Da fare: Converti in una tabella Markdown il tratto del materiale che va dalla riga contenente "Question. Point out each instance of the collapsed" fino a quella contenente "Question. Point out each instance of the window in", estremi inclusi. Usa le colonne "Numero" per il numero progressivo e "Riga" per il testo della riga, omettendo le righe vuote.

Record del dataset sulla posizione degli oggetti:

- - - - - - -

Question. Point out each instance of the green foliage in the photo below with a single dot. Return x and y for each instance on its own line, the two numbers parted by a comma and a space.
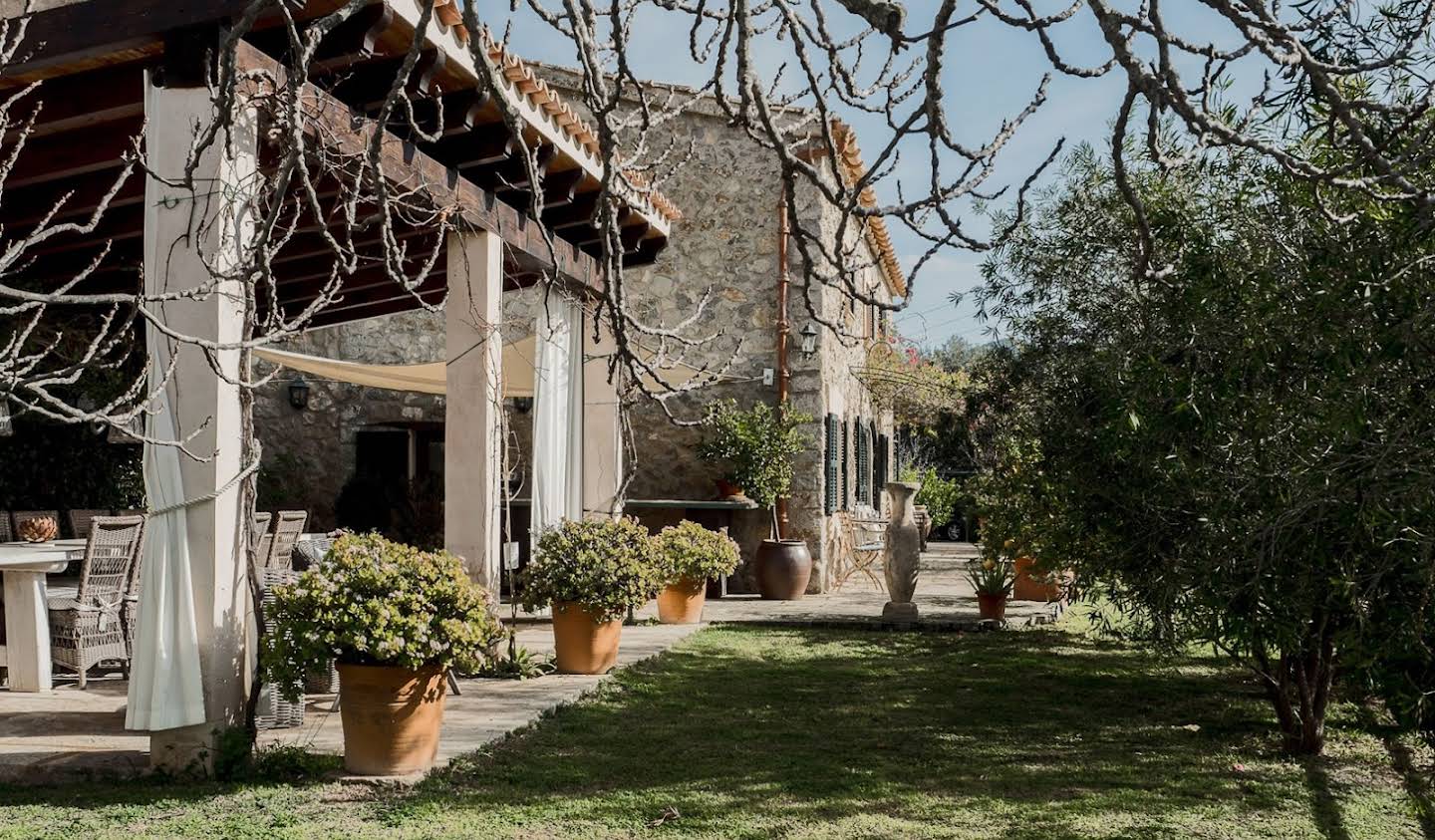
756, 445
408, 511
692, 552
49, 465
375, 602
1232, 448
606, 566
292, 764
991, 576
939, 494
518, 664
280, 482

- - - - - - -

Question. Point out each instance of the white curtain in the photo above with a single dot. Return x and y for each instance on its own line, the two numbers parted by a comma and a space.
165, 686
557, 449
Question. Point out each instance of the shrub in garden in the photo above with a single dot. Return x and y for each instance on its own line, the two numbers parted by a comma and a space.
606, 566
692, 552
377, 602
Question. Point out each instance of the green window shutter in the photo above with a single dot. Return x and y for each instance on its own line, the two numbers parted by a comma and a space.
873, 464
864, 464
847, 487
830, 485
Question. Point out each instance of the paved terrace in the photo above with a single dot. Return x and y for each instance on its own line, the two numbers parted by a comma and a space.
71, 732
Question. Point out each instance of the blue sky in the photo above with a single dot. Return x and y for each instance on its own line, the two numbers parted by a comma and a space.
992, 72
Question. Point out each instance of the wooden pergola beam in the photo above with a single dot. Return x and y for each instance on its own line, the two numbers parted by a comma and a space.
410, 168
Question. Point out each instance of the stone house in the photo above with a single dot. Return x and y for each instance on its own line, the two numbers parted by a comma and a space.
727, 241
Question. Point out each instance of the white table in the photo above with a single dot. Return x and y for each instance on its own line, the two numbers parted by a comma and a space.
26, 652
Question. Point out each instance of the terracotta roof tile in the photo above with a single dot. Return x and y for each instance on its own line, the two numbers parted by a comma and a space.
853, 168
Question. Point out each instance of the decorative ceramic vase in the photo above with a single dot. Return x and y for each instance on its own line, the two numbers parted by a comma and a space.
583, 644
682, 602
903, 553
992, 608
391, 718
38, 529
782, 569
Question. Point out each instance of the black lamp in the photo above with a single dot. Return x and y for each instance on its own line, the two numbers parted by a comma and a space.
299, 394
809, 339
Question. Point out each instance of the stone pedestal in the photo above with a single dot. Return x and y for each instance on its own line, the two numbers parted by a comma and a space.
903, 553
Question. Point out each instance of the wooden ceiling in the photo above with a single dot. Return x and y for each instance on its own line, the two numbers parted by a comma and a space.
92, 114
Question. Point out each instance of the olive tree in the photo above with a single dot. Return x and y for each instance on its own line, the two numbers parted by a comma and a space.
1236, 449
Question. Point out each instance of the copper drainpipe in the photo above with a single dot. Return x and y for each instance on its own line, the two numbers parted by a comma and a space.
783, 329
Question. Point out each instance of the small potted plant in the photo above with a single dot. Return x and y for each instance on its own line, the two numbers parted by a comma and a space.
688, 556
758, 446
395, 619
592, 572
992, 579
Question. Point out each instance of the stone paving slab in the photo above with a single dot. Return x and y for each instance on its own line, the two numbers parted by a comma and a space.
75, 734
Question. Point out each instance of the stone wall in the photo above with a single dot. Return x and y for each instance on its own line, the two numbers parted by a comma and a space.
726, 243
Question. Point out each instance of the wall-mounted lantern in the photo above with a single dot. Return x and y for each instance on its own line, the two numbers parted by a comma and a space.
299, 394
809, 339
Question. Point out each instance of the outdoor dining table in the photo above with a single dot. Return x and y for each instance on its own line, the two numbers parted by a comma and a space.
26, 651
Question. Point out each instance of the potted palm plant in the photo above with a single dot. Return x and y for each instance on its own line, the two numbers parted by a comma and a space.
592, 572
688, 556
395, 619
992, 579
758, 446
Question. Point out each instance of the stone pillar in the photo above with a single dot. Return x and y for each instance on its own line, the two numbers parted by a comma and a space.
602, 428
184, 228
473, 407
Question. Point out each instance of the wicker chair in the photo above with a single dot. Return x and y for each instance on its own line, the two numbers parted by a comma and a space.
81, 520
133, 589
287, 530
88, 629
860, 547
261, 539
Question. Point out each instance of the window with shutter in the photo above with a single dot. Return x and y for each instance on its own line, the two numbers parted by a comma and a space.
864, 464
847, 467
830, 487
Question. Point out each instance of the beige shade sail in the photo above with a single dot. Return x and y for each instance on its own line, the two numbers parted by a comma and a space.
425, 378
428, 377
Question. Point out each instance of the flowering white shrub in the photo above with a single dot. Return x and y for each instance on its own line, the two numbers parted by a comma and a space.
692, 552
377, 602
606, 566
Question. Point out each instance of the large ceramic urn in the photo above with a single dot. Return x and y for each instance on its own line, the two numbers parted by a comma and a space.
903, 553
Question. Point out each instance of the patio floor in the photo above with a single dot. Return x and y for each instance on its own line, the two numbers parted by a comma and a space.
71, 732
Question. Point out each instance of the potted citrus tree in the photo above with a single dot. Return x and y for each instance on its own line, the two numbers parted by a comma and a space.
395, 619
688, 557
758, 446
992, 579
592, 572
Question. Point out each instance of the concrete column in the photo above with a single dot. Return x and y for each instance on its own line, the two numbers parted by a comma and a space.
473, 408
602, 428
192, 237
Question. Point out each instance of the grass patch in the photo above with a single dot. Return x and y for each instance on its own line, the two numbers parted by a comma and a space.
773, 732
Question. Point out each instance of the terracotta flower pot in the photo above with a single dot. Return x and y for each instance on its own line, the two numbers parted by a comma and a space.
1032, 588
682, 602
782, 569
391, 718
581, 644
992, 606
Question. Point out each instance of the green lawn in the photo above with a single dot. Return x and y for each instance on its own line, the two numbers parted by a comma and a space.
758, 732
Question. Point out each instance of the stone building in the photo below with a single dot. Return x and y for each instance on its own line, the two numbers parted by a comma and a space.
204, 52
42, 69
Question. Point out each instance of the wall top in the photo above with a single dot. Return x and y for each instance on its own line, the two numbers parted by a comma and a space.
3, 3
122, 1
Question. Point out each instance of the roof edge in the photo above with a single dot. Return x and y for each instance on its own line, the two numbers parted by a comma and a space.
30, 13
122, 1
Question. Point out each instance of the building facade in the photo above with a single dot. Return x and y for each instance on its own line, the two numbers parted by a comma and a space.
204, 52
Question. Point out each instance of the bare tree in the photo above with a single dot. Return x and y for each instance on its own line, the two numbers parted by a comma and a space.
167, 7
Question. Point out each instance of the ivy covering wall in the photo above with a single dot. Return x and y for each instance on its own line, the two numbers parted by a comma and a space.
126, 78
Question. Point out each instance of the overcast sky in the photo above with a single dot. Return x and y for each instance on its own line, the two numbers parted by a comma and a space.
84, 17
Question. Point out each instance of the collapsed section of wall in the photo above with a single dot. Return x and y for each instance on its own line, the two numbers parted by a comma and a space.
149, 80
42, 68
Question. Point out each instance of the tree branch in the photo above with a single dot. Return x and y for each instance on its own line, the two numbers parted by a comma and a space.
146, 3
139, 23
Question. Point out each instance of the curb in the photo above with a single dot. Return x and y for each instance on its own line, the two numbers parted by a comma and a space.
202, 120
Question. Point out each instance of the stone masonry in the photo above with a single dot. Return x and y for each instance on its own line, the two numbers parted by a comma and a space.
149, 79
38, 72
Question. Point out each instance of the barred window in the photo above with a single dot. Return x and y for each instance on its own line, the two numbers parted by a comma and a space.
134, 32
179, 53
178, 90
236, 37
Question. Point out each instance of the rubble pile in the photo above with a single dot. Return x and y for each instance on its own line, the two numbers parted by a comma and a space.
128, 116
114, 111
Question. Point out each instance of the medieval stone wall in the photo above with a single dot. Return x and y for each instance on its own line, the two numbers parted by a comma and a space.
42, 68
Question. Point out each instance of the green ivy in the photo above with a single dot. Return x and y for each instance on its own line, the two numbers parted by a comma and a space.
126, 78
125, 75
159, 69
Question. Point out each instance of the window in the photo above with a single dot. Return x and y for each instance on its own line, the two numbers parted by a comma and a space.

- - - - - - -

Risultato:
| Numero | Riga |
|---|---|
| 1 | Question. Point out each instance of the collapsed section of wall in the photo above with a single dot. Return x and y for each instance on its own line, the two numbers parted by a comma and a space. |
| 2 | 149, 80 |
| 3 | 42, 68 |
| 4 | Question. Point out each instance of the tree branch in the photo above with a single dot. Return x and y for each instance on its own line, the two numbers parted by a comma and a space. |
| 5 | 146, 3 |
| 6 | 139, 23 |
| 7 | Question. Point out each instance of the curb in the photo above with a single dot. Return x and y for each instance on its own line, the two numbers parted by a comma and a space. |
| 8 | 202, 120 |
| 9 | Question. Point out each instance of the stone masonry in the photo above with a single dot. Return x and y for each instance on its own line, the two numbers parted by a comma and a space. |
| 10 | 149, 79 |
| 11 | 38, 72 |
| 12 | Question. Point out each instance of the barred window in the photo above with a single dot. Return x and y for each instance on its own line, the two numbers parted by a comma and a space. |
| 13 | 134, 32 |
| 14 | 179, 53 |
| 15 | 178, 90 |
| 16 | 236, 37 |
| 17 | Question. Point out each instance of the rubble pile in the photo above with a single dot. Return x and y for each instance on its own line, the two numbers parted by a comma and a space. |
| 18 | 128, 116 |
| 19 | 114, 111 |
| 20 | Question. Point out each instance of the medieval stone wall in the photo above with a single dot. Return x and y for each instance on its own line, the two numbers parted by a comma and a space. |
| 21 | 42, 68 |
| 22 | Question. Point out each instance of the green ivy in the photo above with a single dot. Return x and y for each instance on its own line, the two numbers parted by a comma and a space. |
| 23 | 126, 78 |
| 24 | 125, 75 |
| 25 | 159, 69 |
| 26 | Question. Point out each instance of the window in the photo above with a single dot. Return x and y for each instance on its own line, the two numbers parted by a comma and a space. |